--- Start ---

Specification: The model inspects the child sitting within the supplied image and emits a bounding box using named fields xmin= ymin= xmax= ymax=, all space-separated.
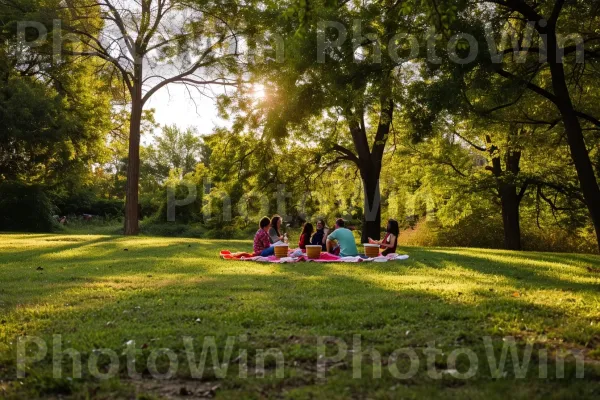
xmin=254 ymin=217 xmax=275 ymax=257
xmin=298 ymin=222 xmax=314 ymax=250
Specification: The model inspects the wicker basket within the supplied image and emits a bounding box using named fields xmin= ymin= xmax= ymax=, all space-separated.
xmin=364 ymin=243 xmax=379 ymax=258
xmin=306 ymin=244 xmax=322 ymax=259
xmin=275 ymin=244 xmax=289 ymax=258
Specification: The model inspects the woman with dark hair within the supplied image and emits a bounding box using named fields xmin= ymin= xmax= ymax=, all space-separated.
xmin=269 ymin=214 xmax=283 ymax=244
xmin=254 ymin=217 xmax=275 ymax=257
xmin=307 ymin=219 xmax=327 ymax=251
xmin=369 ymin=219 xmax=400 ymax=256
xmin=298 ymin=222 xmax=314 ymax=250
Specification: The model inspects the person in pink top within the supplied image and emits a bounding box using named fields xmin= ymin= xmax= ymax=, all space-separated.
xmin=254 ymin=217 xmax=275 ymax=257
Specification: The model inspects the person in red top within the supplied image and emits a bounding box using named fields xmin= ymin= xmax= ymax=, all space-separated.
xmin=369 ymin=219 xmax=400 ymax=256
xmin=298 ymin=222 xmax=314 ymax=250
xmin=254 ymin=217 xmax=275 ymax=257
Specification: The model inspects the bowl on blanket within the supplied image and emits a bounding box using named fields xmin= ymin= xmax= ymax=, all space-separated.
xmin=274 ymin=244 xmax=289 ymax=258
xmin=306 ymin=244 xmax=322 ymax=258
xmin=363 ymin=243 xmax=379 ymax=258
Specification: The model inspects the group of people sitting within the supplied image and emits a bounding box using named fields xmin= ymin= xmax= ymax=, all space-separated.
xmin=254 ymin=215 xmax=400 ymax=257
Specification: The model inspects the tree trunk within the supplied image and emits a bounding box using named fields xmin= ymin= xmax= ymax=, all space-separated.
xmin=500 ymin=184 xmax=521 ymax=250
xmin=547 ymin=29 xmax=600 ymax=249
xmin=360 ymin=165 xmax=381 ymax=243
xmin=125 ymin=74 xmax=143 ymax=235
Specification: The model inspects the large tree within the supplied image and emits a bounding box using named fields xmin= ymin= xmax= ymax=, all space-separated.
xmin=247 ymin=1 xmax=422 ymax=242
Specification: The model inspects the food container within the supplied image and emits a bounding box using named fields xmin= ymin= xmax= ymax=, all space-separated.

--- End ---

• [Exercise aim]: Reproduce word for word the lines from the one containing "Specification: The model inspects the tree" through the end of the lines, including both ends.

• [Task answer]:
Specification: The model inspects the tree trunk within the supplied image and emits a bounding box using named fields xmin= ymin= xmax= ymax=, all space-separated.
xmin=500 ymin=184 xmax=521 ymax=250
xmin=547 ymin=29 xmax=600 ymax=249
xmin=360 ymin=165 xmax=381 ymax=243
xmin=125 ymin=74 xmax=143 ymax=235
Specification: The model inspects the large tree within the supplied image and emits a bounding box using named fields xmin= ymin= xmax= ymax=, all space-separated.
xmin=247 ymin=1 xmax=422 ymax=242
Specification: The model inspects the food container within the supplied image and emits a bounding box using named fields xmin= ymin= xmax= ymax=, all space-separated.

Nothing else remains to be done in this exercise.